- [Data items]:
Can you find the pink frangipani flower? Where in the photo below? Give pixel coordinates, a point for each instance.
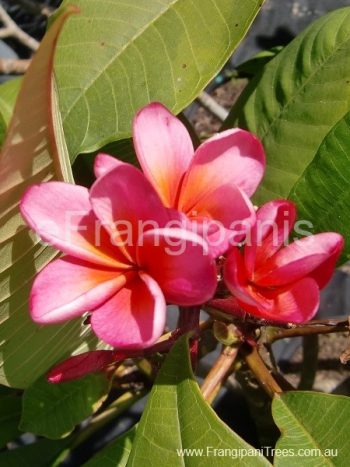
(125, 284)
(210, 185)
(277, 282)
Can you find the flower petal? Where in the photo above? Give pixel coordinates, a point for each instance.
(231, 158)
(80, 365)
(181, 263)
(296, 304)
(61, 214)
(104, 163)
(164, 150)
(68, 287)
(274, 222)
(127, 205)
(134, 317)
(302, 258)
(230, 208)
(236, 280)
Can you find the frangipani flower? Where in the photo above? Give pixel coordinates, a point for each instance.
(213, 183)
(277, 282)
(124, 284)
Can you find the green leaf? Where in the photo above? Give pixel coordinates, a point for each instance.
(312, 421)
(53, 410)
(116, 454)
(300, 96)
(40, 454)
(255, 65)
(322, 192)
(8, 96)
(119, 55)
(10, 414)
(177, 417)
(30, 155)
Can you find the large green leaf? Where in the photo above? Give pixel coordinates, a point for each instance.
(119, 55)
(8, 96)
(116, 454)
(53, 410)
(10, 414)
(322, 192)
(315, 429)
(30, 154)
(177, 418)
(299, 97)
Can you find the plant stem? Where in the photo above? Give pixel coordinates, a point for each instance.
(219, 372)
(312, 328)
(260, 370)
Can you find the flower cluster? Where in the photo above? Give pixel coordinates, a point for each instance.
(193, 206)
==
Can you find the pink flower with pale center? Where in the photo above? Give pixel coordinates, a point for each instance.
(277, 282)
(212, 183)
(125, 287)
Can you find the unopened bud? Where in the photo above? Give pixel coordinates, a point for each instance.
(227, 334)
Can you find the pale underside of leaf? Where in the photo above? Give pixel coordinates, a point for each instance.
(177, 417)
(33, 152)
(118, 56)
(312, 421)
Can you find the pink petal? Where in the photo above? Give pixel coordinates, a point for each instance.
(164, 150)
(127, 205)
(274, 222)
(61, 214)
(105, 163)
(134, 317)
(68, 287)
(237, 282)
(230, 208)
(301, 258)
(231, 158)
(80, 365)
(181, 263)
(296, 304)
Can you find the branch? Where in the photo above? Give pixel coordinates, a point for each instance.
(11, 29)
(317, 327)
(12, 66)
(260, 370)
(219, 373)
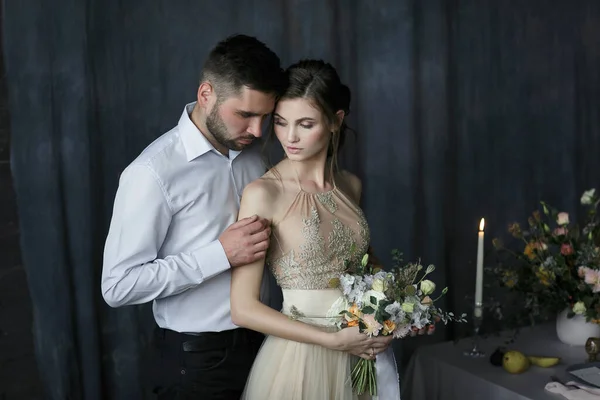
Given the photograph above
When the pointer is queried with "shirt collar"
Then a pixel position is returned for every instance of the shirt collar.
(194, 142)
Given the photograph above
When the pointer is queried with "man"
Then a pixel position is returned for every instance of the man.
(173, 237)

- [Do this]: Select each line in the records above that contains the word "When", and copy those lines.

- [Result]:
When the pointer is queried with "shirt collar"
When the pointer is queried with "man"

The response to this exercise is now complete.